Region pointing data:
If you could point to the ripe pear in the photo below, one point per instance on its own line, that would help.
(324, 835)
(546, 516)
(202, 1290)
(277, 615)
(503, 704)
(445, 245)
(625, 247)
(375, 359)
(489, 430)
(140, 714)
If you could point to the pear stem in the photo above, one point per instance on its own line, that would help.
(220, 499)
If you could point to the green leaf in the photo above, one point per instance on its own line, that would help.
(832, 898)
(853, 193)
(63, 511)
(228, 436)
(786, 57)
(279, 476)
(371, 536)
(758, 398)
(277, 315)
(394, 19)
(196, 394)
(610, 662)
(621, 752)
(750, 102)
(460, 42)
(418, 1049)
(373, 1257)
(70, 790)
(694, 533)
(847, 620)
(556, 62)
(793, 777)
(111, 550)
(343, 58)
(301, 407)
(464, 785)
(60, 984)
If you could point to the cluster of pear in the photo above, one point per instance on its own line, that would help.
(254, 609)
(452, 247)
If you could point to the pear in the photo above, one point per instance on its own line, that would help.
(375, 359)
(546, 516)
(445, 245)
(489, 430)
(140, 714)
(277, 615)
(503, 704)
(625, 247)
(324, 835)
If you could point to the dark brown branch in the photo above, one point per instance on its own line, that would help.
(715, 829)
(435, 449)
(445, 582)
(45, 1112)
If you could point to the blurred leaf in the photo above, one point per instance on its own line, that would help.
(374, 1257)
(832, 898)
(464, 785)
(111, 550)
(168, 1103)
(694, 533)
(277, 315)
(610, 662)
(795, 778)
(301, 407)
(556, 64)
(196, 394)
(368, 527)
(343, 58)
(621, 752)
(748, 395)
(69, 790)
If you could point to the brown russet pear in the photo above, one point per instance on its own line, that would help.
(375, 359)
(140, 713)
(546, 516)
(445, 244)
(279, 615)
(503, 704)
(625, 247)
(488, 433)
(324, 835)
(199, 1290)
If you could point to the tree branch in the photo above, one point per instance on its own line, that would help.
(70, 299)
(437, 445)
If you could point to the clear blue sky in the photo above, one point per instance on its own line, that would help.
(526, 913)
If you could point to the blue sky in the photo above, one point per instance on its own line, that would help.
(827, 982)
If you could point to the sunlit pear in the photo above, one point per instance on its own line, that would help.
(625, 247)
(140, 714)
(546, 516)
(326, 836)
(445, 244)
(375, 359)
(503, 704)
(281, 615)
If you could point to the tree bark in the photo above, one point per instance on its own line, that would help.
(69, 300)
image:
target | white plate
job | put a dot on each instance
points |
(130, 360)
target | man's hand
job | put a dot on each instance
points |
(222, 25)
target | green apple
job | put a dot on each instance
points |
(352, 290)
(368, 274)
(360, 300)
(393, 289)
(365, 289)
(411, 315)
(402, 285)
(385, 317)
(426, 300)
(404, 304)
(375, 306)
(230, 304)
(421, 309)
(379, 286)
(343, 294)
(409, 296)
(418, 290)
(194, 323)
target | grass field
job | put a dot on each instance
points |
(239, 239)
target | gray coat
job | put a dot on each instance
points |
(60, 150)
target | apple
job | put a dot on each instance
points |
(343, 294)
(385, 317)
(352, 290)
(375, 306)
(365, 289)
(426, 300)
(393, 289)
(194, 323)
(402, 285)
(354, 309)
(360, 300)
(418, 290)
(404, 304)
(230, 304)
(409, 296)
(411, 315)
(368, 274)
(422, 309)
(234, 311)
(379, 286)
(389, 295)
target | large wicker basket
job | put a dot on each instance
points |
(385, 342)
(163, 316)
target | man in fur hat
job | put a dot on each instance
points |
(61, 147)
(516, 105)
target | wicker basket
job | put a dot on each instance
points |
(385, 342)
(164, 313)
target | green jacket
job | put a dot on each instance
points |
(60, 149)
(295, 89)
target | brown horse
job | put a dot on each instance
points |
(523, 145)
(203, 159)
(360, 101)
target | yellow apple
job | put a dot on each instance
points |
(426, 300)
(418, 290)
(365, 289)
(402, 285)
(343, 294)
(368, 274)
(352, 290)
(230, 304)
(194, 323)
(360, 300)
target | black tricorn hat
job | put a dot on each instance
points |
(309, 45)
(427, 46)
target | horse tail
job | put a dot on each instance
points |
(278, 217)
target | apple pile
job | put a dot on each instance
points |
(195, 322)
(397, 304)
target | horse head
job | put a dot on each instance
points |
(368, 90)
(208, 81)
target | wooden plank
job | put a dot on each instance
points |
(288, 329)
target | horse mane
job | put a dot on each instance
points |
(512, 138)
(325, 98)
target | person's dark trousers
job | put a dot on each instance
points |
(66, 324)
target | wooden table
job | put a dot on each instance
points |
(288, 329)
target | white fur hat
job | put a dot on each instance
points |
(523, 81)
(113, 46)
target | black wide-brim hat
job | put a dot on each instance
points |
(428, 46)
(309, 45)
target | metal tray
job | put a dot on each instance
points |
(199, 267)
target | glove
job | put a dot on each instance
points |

- _What is required_:
What is needed is an exact copy of all the data above.

- _Solved problem_:
If you could point to the ripe pear in the photo below, one point per instance on its own line, that would help.
(324, 835)
(546, 516)
(202, 1290)
(277, 615)
(503, 704)
(445, 245)
(625, 247)
(375, 359)
(489, 430)
(140, 714)
If you could point to the pear stem in the photo above, one point per instance on its own line, that would help.
(220, 499)
If you could point to the green leaf in the photo above, one point per instance on its own line, that would help.
(832, 898)
(853, 193)
(63, 511)
(228, 436)
(786, 57)
(279, 476)
(371, 536)
(758, 398)
(277, 315)
(394, 19)
(196, 394)
(610, 662)
(621, 752)
(750, 102)
(460, 42)
(418, 1049)
(373, 1257)
(70, 790)
(694, 533)
(847, 620)
(556, 62)
(793, 777)
(111, 550)
(343, 58)
(301, 407)
(464, 785)
(60, 984)
If you could point to the cluster of pear in the photo above, one point per instance on its own line, that would help.
(254, 609)
(452, 247)
If you could point to the pear in the photo above, one point per instance on its own line, that would help.
(375, 359)
(546, 516)
(445, 245)
(489, 430)
(140, 714)
(277, 615)
(503, 704)
(625, 247)
(324, 835)
If you could point to the dark brown branch in the photo above, one point per instance on its own line, that would help.
(715, 829)
(435, 449)
(445, 582)
(45, 1112)
If you could point to the blurred leaf in the photo above, one point per instance on its own line, that would help.
(374, 1257)
(832, 898)
(464, 785)
(111, 550)
(168, 1103)
(694, 533)
(277, 315)
(610, 662)
(795, 778)
(301, 407)
(556, 64)
(196, 394)
(368, 527)
(343, 58)
(621, 752)
(748, 395)
(69, 790)
If you could point to the brown russet pear in the photo above, one point per instance on its own line, that would help.
(375, 359)
(140, 713)
(546, 516)
(445, 244)
(279, 615)
(503, 704)
(625, 247)
(488, 433)
(324, 835)
(199, 1290)
If you could point to the tree branch in the photo above, one point per instance on its own line, that would help.
(70, 299)
(437, 445)
If you could point to the clear blue sky in the photo above, one point per instance on its own line, that would help.
(526, 913)
If you could point to the blue sky in the photo above, one point per instance on its own line, that would help.
(827, 982)
If you could point to the sunlit pear in the photo above, one point per instance on its own line, that would help.
(625, 247)
(140, 714)
(546, 516)
(326, 836)
(445, 244)
(375, 359)
(503, 704)
(281, 615)
If you could point to the tree bark in the photo above, one point per instance on its own line, that would help.
(69, 300)
image:
target | white plate
job | put a dot on each instance
points |
(130, 360)
target | man's hand
job | put a dot on each instance
points |
(222, 25)
target | green apple
job | put a dot on each instance
points |
(352, 290)
(368, 274)
(360, 300)
(393, 289)
(365, 289)
(411, 315)
(402, 285)
(385, 317)
(426, 300)
(404, 304)
(375, 306)
(230, 304)
(421, 309)
(379, 286)
(343, 294)
(409, 296)
(418, 290)
(194, 323)
target | grass field
job | put a dot on each instance
points |
(239, 239)
target | gray coat
job | put a dot on each instance
points |
(60, 150)
target | apple
job | put a dot on each instance
points |
(343, 294)
(385, 317)
(352, 290)
(375, 306)
(365, 289)
(426, 300)
(393, 289)
(194, 323)
(402, 285)
(354, 309)
(360, 300)
(418, 290)
(404, 304)
(230, 304)
(409, 296)
(411, 315)
(368, 274)
(422, 309)
(234, 311)
(379, 286)
(389, 295)
target | large wicker basket
job | put a dot on each instance
points |
(385, 342)
(163, 316)
target | man in fur hat
job | put a dot on each instance
points |
(61, 147)
(516, 105)
target | wicker basket
job | put a dot on each instance
points |
(385, 342)
(164, 313)
target | green jacket
job | put a dot on each instance
points |
(60, 149)
(295, 89)
target | brown horse
job | put a dot on each instance
points |
(523, 145)
(203, 159)
(360, 101)
target | yellow apple
job | put a dot on each instance
points |
(426, 300)
(418, 290)
(365, 289)
(402, 285)
(343, 294)
(368, 274)
(352, 290)
(230, 304)
(194, 323)
(360, 300)
target | black tricorn hat
job | put a dot on each instance
points |
(309, 45)
(427, 46)
target | horse tail
job | put a dot on each instance
points |
(278, 217)
target | apple pile
job | put a dot on each instance
points |
(195, 322)
(397, 304)
target | horse head
job | put a dot on each instance
points |
(368, 90)
(208, 81)
target | wooden plank
job | put a dot on each instance
points |
(288, 329)
target | horse mane
job | put a dot on each instance
points |
(512, 138)
(325, 98)
target | person's dark trousers
job | put a dot on each instance
points |
(66, 324)
target | wooden table
job | put a dot on each instance
points |
(288, 329)
target | white fur hat
job | put a dot on each instance
points |
(523, 81)
(113, 46)
target | black wide-brim hat
job | put a dot on each instance
points |
(428, 46)
(309, 45)
target | metal tray
job | put a dot on each instance
points |
(199, 267)
target | glove
job | put a dot on each instance
points |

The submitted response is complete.